┌──

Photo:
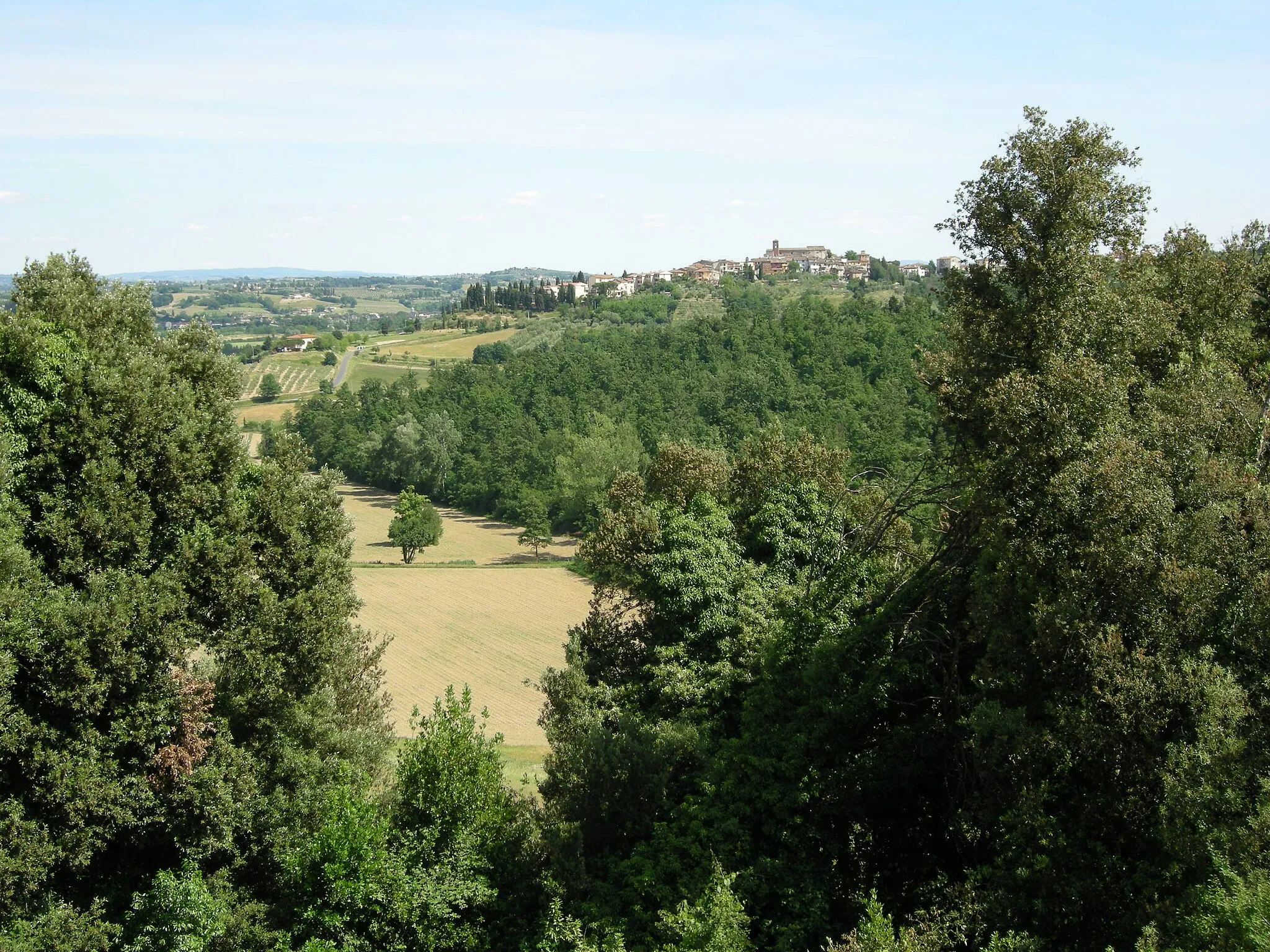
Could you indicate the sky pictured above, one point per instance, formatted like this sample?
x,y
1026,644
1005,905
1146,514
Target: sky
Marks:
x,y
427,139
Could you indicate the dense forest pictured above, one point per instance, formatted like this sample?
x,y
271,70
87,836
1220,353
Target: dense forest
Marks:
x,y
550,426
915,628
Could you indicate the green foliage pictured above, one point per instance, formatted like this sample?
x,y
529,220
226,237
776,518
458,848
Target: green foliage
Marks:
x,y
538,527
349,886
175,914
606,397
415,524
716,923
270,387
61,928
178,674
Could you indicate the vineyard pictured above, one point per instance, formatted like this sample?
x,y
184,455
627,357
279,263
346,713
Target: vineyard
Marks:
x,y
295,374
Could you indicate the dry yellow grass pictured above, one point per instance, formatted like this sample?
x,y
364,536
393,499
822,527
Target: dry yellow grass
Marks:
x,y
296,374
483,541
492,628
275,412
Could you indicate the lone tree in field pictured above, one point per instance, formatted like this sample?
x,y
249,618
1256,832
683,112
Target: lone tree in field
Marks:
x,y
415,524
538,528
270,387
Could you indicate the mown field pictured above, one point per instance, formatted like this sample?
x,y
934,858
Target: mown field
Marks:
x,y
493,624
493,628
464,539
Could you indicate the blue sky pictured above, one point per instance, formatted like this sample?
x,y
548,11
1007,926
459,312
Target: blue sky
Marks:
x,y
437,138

└──

* [Exercise instructions] Can you format everything from the line containing "Could you indicate the mown" down to the end of the records above as a Markdown table? Use the columns No. and Line, number each row, and skip any blank lines.

* [Full solution]
| No. | Line |
|---|---|
| 1 | Could you indicate the mown field pictured above, one point per instance, formatted like this sample? |
| 2 | x,y |
| 3 | 934,858 |
| 4 | Target: mown field |
| 5 | Marks: |
| 6 | x,y |
| 7 | 493,624 |
| 8 | 493,628 |
| 9 | 464,539 |
| 10 | Could you indicate the blue sky pictured above, one point per instance, formatted like this sample? |
| 11 | x,y |
| 12 | 548,11 |
| 13 | 1007,926 |
| 14 | 459,312 |
| 15 | Target: blue sky |
| 16 | Marks: |
| 17 | x,y |
| 18 | 437,138 |